• Task details:
In the beekeeping thread below, rewrite the stretch from "These bees of" through "not melt well.", swapping "cocoons" for "pupal casings".

# Hi Art here



## Rader Sidetrack (Nov 30, 2011)

Welcome to Beesource!

Perhaps some other creature made the "comb" that was "paper like". Perhaps _paper wasps_ moved in? 

http://en.wikipedia.org/wiki/Paper_wasp


----------



## too close to the edge (Jan 4, 2013)

Nope honey bee Ck out photo on FB Art K Moss you can see a piece of it burning laying on snow , deffinitly 

came out of Honey bee hive .


----------



## bbbthingmaker (Sep 26, 2010)

In brood comb there is a lining similar to a cocoon. ( I can't recall the name of it.) It gets thicker and heavier with each batch of brood. If you melt the wax off gently it will leave this wax soaked, paper like structure in the exact shape of the comb. I did this in a solar wax melter. I think most people never see this because they crush the comb before melting to get more in the pot. It shows up as what is called "slum gum".


----------



## too close to the edge (Jan 4, 2013)

Can we post pictures on here ? This after melting was large whole cell pieces i corralled and grabbed out with tongs thats when I notced it was paperlike and I looked at the last piece and notced it actually had a shine and fibre to it , the slum you speak of is likened to slag on melted metal as if impurities correct ?
These bees of mine have about a 30% evil streak in them , maybe part wasp ? Stupid question I know, the honey is great , Maybe after so many generations in the same brood the wax turns to paper ? I've a small piece of it left that suicidal bees crawled in and died and that I could not jarr out , I'll take it to the Febuary meeting and ask the guru'es if they've seen it B4. prolly just a real old brood but paper always put me into a wasp mindset ,


----------



## AmericasBeekeeper (Jan 24, 2010)

Welcome TCT2E! Brood comb is laced with cocoons and does not melt well.


----------



## Michael Bush (Aug 2, 2002)

The cocoons build up over time. Enough cocoons will absorb all the wax. I always sort my wax and only do brood combs together and white wax together. Brood combs can actually cost you wax sometimes.


----------



## KQ6AR (May 13, 2008)

Didn't see the photo on FB. but found you're page no problem.


----------

• Data records:
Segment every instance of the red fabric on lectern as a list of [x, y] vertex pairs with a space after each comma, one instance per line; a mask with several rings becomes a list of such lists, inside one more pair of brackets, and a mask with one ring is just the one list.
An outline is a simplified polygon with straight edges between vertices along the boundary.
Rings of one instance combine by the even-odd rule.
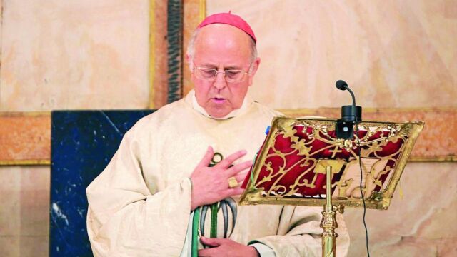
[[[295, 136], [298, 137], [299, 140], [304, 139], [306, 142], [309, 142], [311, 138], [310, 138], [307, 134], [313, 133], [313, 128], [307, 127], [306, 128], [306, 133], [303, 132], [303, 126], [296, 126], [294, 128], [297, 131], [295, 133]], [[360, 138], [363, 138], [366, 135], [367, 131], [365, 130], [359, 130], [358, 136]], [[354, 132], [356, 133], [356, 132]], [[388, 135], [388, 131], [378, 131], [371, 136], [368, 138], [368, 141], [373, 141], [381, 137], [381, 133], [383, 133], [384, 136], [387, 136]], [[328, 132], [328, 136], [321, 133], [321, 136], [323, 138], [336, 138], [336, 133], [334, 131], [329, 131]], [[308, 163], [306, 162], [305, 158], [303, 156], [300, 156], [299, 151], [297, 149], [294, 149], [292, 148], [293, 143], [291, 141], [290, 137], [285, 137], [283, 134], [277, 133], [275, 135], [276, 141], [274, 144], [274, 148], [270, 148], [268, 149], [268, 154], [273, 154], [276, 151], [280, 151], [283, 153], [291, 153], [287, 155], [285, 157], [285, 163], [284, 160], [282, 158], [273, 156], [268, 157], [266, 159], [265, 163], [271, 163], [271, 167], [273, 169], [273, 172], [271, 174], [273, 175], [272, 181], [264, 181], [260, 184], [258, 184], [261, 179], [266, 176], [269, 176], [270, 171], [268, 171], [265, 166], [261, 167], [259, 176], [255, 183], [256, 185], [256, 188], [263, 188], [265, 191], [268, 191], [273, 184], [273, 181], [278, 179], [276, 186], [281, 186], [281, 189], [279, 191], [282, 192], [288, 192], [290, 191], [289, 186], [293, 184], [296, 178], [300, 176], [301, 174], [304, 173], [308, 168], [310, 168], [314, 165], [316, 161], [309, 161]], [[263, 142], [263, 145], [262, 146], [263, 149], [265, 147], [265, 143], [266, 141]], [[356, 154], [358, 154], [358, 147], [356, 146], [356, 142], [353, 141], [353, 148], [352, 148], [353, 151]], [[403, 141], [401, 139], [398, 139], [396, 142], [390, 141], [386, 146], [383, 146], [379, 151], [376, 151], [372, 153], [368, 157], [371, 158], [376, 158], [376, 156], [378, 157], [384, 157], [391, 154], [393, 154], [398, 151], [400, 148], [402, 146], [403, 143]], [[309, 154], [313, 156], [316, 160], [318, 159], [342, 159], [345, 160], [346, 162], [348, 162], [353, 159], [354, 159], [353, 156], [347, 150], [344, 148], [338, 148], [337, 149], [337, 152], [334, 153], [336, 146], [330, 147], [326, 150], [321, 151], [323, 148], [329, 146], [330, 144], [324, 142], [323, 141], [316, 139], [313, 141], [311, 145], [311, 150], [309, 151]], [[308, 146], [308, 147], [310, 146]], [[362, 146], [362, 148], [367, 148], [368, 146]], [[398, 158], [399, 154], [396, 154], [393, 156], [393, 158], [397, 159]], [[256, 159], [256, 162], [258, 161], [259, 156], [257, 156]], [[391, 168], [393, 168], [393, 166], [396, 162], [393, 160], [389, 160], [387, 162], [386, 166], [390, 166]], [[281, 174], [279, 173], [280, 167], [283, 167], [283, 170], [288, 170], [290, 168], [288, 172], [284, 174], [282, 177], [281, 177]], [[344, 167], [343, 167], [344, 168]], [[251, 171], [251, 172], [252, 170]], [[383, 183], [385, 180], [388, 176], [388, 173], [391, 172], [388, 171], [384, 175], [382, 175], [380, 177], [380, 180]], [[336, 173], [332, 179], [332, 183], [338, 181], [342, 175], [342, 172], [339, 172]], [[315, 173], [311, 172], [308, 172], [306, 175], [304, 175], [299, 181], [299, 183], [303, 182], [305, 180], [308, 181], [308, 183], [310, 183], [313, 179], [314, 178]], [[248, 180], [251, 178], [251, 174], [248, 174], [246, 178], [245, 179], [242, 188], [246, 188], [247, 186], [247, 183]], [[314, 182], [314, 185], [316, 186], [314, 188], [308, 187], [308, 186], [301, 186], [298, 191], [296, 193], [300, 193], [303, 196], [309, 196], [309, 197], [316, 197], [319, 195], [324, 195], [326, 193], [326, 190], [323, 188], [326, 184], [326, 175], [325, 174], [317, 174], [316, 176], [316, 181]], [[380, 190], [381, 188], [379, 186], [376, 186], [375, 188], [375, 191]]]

...

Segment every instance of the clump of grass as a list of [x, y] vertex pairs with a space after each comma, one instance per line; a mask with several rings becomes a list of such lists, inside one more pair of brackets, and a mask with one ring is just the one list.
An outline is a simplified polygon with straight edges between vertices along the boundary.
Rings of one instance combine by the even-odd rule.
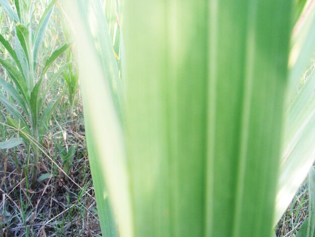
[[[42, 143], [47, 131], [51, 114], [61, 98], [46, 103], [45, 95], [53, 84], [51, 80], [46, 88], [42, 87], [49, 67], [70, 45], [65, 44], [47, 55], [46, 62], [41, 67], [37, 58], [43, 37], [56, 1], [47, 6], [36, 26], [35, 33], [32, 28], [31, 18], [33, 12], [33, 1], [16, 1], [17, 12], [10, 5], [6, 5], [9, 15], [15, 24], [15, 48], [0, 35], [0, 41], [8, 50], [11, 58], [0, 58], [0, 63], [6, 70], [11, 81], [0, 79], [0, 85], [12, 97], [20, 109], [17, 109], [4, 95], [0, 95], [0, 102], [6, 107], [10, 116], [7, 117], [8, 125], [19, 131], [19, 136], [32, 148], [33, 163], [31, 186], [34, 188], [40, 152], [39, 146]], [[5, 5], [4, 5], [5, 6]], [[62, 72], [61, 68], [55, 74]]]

• Exercise response:
These bees of mine have about a 30% evil streak in them , maybe part wasp ? Stupid question I know, the honey is great , Maybe after so many generations in the same brood the wax turns to paper ? I've a small piece of it left that suicidal bees crawled in and died and that I could not jarr out , I'll take it to the Febuary meeting and ask the guru'es if they've seen it B4. prolly just a real old brood but paper always put me into a wasp mindset ,


----------



## AmericasBeekeeper (Jan 24, 2010)

Welcome TCT2E! Brood comb is laced with pupal casings and does not melt well.